::: RECORDS PROVIDED
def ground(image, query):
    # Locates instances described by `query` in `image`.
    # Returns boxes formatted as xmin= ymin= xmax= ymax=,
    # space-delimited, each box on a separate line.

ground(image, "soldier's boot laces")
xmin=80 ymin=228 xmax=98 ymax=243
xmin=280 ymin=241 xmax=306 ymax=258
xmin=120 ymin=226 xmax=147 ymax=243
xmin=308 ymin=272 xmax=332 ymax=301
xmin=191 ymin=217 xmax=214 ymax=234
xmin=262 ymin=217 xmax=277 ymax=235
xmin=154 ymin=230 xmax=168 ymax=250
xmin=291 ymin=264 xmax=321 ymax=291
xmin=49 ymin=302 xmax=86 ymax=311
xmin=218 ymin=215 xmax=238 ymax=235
::::::
» DESCRIPTION OF THE TASK
Write out every line of the items above again, including the function definition and its call. Scale each bounding-box coordinate by 1.3 and round it to the nearest whole number, with halves rounding up.

» RESULT
def ground(image, query):
    # Locates instances described by `query` in `image`.
    # Returns boxes formatted as xmin= ymin= xmax= ymax=,
    # space-delimited, each box on a separate line.

ground(image, "soldier's boot laces")
xmin=104 ymin=296 xmax=127 ymax=316
xmin=364 ymin=313 xmax=398 ymax=335
xmin=156 ymin=294 xmax=191 ymax=316
xmin=400 ymin=354 xmax=432 ymax=391
xmin=248 ymin=282 xmax=278 ymax=304
xmin=341 ymin=282 xmax=360 ymax=306
xmin=200 ymin=299 xmax=218 ymax=325
xmin=378 ymin=343 xmax=417 ymax=378
xmin=64 ymin=393 xmax=112 ymax=404
xmin=283 ymin=280 xmax=309 ymax=306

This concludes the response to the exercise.